● **SUPPLIED TEXT**
In a speech yesterday Cameron gave a partial answer. The Conservative leader and his shadow Chancellor, George Osborne, are on to something in recognising that much clearer lines of accountability are one way of addressing the inefficiencies of the public sector. He pointed out that information could lead to a more robust link between user and provider: "There are over 100,000 public bodies producing a huge amount of information. ... And what is published is mostly released in formats that mean the information can't be searched or used with other applications, like online maps. This stands in the way of accountability."
Cameron cited the example of adverts for public sector jobs being placed in a few newspapers making it almost impossible to find out how many vacancies there are in total, what level of salaries are being offered, how these vary from body to body and whether functions are being duplicated. This might sound like an echo from the Taxpayers' Alliance, but it also happens to be true. Those of us who believe that public investment is the key to a decent quality of life must be as stringent in calling for every penny to be spent efficiently as groups that regard public spending as sinful.
More specifically I am pro-BBC in the sense that there is an overwhelming case for a publicly funded broadcaster. But I do not see any case for one which apparently needs more than one hundred "senior managers". Yesterday it responded to the new culture of transparency by publishing the expenses of its senior executives. The salaries of its one hundred "senior managers" will follow. This will make some of those in relatively cosseted jobs think about their expenses and will lead to fewer overpaid managers.

● **DATA PROVIDED**
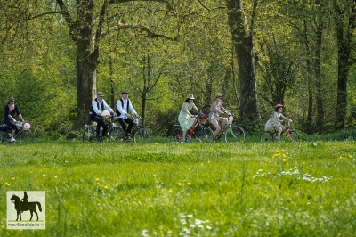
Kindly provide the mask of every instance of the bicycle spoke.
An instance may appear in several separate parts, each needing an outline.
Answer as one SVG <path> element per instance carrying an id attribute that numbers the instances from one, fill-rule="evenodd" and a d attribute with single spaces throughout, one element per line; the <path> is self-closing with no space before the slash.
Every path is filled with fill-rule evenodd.
<path id="1" fill-rule="evenodd" d="M 110 143 L 125 143 L 125 136 L 124 130 L 119 127 L 114 127 L 111 128 L 109 134 L 109 141 Z"/>
<path id="2" fill-rule="evenodd" d="M 20 144 L 33 143 L 34 137 L 29 130 L 22 130 L 18 135 L 18 141 Z"/>
<path id="3" fill-rule="evenodd" d="M 269 131 L 264 131 L 260 135 L 261 142 L 273 142 L 273 134 Z"/>
<path id="4" fill-rule="evenodd" d="M 135 143 L 150 143 L 150 132 L 144 127 L 139 127 L 134 135 L 134 141 Z"/>
<path id="5" fill-rule="evenodd" d="M 230 126 L 225 132 L 226 143 L 237 143 L 245 141 L 245 130 L 239 126 Z"/>

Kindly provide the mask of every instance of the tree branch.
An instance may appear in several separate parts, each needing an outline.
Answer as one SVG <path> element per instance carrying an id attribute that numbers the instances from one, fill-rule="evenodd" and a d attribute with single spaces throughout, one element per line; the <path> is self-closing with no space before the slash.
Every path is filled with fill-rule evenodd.
<path id="1" fill-rule="evenodd" d="M 73 31 L 74 32 L 76 31 L 76 22 L 71 18 L 71 16 L 69 14 L 69 12 L 66 4 L 63 3 L 63 1 L 62 0 L 56 0 L 56 2 L 57 2 L 58 5 L 61 8 L 61 13 L 62 14 L 62 16 L 66 20 L 67 24 L 70 29 L 70 31 L 69 31 L 70 37 L 72 37 L 72 39 L 74 41 L 76 41 L 77 40 L 77 36 L 74 33 L 72 33 Z"/>
<path id="2" fill-rule="evenodd" d="M 132 23 L 132 24 L 124 24 L 124 23 L 118 23 L 117 26 L 110 28 L 109 30 L 107 30 L 106 32 L 102 33 L 102 36 L 109 34 L 109 32 L 113 31 L 113 30 L 118 30 L 120 29 L 138 29 L 142 31 L 144 31 L 147 33 L 147 36 L 150 38 L 157 38 L 157 37 L 162 37 L 162 38 L 166 38 L 168 40 L 173 40 L 173 41 L 177 41 L 179 38 L 179 31 L 178 30 L 178 35 L 175 37 L 168 37 L 166 35 L 162 35 L 162 34 L 158 34 L 156 32 L 153 32 L 150 29 L 149 29 L 146 26 L 143 26 L 142 24 L 140 23 Z"/>

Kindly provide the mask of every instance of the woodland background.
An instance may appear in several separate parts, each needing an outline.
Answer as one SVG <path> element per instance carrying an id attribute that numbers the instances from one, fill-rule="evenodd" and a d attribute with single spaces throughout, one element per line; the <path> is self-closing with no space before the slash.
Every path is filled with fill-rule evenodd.
<path id="1" fill-rule="evenodd" d="M 0 102 L 39 134 L 79 130 L 96 91 L 114 108 L 123 90 L 158 135 L 217 92 L 247 132 L 276 103 L 306 134 L 354 127 L 355 27 L 351 0 L 3 0 Z"/>

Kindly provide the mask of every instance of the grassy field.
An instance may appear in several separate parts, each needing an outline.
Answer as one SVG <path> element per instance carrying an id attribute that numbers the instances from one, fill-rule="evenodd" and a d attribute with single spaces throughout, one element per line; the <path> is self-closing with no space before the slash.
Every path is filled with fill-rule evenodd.
<path id="1" fill-rule="evenodd" d="M 356 143 L 322 138 L 3 144 L 0 236 L 355 236 Z M 23 190 L 45 192 L 46 230 L 6 230 Z"/>

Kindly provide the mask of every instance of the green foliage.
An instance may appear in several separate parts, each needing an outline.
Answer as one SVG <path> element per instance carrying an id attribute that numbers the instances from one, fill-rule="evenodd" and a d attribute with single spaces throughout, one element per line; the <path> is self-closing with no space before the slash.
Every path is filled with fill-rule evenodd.
<path id="1" fill-rule="evenodd" d="M 41 235 L 352 236 L 354 143 L 2 145 L 0 215 L 41 190 Z"/>

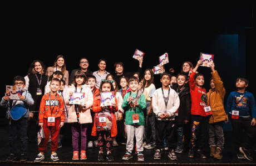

● **WHAT YOU NEED TO DO**
A – From the piece on public sector accountability, pull out the passage that begins at the words "Cameron cited the" and stops after "spending as sinful.".
B – Answer these from the piece on public sector accountability:
(i) How many public bodies does Cameron say produce information?
(ii) Who is named as the shadow Chancellor?
(iii) What did the BBC publish yesterday?
C – Carry the piece on public sector accountability forward from its final sentence.

● **ANSWERS FOR EACH ITEM**
A –
Cameron cited the example of adverts for public sector jobs being placed in a few newspapers making it almost impossible to find out how many vacancies there are in total, what level of salaries are being offered, how these vary from body to body and whether functions are being duplicated. This might sound like an echo from the Taxpayers' Alliance, but it also happens to be true. Those of us who believe that public investment is the key to a decent quality of life must be as stringent in calling for every penny to be spent efficiently as groups that regard public spending as sinful.

B –
(i) Over 100,000.
(ii) George Osborne.
(iii) The expenses of its senior executives.

C –
The public will not tolerate the extravagance when they know more. But it will take time. The BBC published the bonuses of senior managers for years. The bonuses continued to be paid in spite of the anger that arose from the transparency. Senior employees who have become institutionalised can rationalise external criticism as being unjust and carry on taking the cash. There are limits to what transparency alone can achieve.
In the end the debate about public spending involves "tough choices" – to revive a phase deployed by Blair and Brown when the economic boom allowed them easy options. So far the political focus is – conveniently – on process, the need for transparency, the possibility of emergency cabinets if the Conservatives are elected, the strategic doubts in the cabinet.
Whoever wins the next election should open the whole process up and debate public spending priorities more openly. Tony Blair gave near daily press conferences in the build-up to the war in Iraq, and we are about to have another inquiry into what happened. Yet decisions about how money is spent are taken without much debate. Almost certainly we will need to consider more ear-marked taxation, co-payments and targeted rather than universal benefits. A more transparent public sector must deliver efficiently. How to have civilised levels of public provision and how much are we willing to pay for them? These are the central questions. We might be moving away from extreme silliness but still the questions are rarely asked let alone answered.